#### Text
Oh yeah, 48 teams. Not the regular 64. For some reason, the NCAA decided to only have 48 teams — a decision Wisconsin head coach Kelly Sheffield has railed against.

To make matters worse, the first round matches will be played in a convention center without locker rooms. Locker rooms. Until the Elite Eight.

Oh yeah. And the practice courts for the teams — the 48 teams, not 64 teams, that made it to the highest level of the sport to compete for a NATIONAL CHAMPIONSHIP — are with sport court over cement flooring.

That’s not a safe set up. Nebraska Cornhuskers head coach John Cook said on Sunday (read five days before the news of the set up was released) that if you do exactly that — throw sport court over cement — the athletes will have “a lot of issues.”

So not only is the NCAA disrespecting the female athletes, but they’re endangering them. Great.

Now, the NCAA did release three statements on Thursday addressing these three issues — lack of announcers, lack of dressing room, lack of adequate flooring that might fuck up their precious student athletes’ body — but the responses were tepid at best and using legalese at worse.

For the question of announcers, the NCAA cited the fact there is no “requirement to produce live commentary in the first or second rounds” and that COVID-related restrictions cause “additional technical challenges.”

That last point might be fair, but why is there no requirement to have commentary in earlier rounds?

Do you think that these women don’t deserve to be broadcast with a full production similar to their male peers? Because y’all made sure there were all the usual announcers in the men’s basketball tournament — that was all hosted in the same area which might have added some, how do you say, “technical challenges” — were there in person.

These are some of the top athletes in their sport. And you just spit on them.

But that’s nothing new for you, considering what you did to the women’s basketball players during their tournament. Nice “weight room.” It looks like my grandad’s. Maybe it should’ve been a wake up call but it wasn’t.

And while you treat your women’s athletes like second class citizens, their fans don’t.

Some broadcasters and coaches — including me, just a fan and writer — have offered to call these opening round games for free. So your “cost-saving” issues that you cited as to why there’s only 48 teams in this tournament won’t even be affected.

By the way, that women’s basketball tournament that you treated like shit was the most watched women’s tournament since 2014. And every single stage of the tournament was watched by more people than before.

It’s almost as if people care about women’s sports.

You can issue half-assed statements and corrections and reasons for why you lessened the amount of teams for a women’s tournament all you want. All I keep hearing is that you don’t care.

Maybe women’s college volleyball doesn’t make you as much money as college football or men’s college basketball. Maybe there are generally fewer people who watch this tournament than others that you host. Whatever.

The fact that the organization consistently fails to provide women athletes with the same resources as men reveals your real goals.

You are not an organization “dedicated to the well-being and lifelong success of college athletes,” as you so eloquently put it on your website. You are willing to take shortcuts — including having women play on concrete courts — to make the most money possible.

I just wish you would take the well-being and success of your female athletes as much as the fans who support them do. Because time and time again, you reveal you don’t give a damn about women’s sports. It’s long past time you do.

UPDATE, Friday, 4/9/21 at 7:49 p.m. CT: It looks like the NCAA and ESPN have heard us and are trying to make things better.

#### Exercise details
Copy the text between "Some broadcasters and" and "you don’t care.", inclusive, substituting "early round matches" for "opening round games". Rely only on the text above for your answers.

#### Data extracts
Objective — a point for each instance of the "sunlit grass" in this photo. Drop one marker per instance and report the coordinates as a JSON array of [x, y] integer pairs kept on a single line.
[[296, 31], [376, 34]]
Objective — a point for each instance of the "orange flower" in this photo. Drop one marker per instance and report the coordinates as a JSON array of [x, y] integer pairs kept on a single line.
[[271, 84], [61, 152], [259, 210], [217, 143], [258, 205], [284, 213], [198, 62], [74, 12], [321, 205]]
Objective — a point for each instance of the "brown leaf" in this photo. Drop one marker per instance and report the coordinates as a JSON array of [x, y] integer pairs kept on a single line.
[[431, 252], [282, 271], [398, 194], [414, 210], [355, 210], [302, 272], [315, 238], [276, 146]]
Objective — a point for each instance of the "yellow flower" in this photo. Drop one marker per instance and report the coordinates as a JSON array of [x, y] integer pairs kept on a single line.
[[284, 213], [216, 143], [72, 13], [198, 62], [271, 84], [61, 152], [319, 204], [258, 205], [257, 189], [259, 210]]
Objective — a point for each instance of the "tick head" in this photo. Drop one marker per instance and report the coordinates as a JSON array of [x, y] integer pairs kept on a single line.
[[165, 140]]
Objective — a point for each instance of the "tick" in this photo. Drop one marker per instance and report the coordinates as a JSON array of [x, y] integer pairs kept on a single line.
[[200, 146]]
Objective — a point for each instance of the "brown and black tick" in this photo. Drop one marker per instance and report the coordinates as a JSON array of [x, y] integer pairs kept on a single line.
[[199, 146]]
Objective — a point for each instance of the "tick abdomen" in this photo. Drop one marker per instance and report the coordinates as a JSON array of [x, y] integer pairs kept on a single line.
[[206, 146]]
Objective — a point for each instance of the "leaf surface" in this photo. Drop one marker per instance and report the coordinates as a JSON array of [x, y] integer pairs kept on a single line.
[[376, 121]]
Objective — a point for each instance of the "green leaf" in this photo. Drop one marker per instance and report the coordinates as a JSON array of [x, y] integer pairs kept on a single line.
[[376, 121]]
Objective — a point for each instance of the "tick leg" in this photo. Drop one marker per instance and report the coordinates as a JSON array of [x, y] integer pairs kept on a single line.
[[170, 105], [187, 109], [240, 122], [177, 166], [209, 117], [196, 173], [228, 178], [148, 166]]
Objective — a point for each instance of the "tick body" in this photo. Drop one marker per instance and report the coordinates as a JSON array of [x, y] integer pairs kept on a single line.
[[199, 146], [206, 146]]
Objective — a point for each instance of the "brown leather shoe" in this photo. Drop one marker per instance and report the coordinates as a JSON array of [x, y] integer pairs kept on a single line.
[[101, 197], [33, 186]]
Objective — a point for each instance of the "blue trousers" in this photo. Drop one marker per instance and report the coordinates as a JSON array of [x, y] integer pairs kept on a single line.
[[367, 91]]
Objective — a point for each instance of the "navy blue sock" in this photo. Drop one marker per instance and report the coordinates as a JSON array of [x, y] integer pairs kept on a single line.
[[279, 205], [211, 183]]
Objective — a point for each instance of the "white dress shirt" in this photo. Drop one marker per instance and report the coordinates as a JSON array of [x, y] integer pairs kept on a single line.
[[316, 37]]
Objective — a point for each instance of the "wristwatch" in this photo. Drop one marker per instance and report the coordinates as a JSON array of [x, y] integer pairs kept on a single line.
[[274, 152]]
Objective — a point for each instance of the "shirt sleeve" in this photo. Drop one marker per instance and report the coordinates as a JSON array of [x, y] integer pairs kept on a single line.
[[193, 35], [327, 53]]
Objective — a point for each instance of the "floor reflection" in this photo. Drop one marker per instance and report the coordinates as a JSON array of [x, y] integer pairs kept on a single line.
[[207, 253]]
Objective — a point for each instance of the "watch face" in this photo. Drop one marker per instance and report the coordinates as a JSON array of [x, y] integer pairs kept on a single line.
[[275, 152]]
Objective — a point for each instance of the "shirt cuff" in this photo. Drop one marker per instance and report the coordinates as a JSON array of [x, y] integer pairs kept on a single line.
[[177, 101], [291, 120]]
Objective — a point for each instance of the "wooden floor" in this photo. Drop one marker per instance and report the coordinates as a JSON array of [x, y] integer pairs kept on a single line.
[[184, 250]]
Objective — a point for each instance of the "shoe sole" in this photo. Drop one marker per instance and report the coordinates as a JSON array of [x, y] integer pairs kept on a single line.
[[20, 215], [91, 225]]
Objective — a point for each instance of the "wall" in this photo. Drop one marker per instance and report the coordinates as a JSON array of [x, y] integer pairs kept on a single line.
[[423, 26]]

#### Exercise answer
Some broadcasters and coaches — including me, just a fan and writer — have offered to call these early round matches for free. So your “cost-saving” issues that you cited as to why there’s only 48 teams in this tournament won’t even be affected.

By the way, that women’s basketball tournament that you treated like shit was the most watched women’s tournament since 2014. And every single stage of the tournament was watched by more people than before.

It’s almost as if people care about women’s sports.

You can issue half-assed statements and corrections and reasons for why you lessened the amount of teams for a women’s tournament all you want. All I keep hearing is that you don’t care.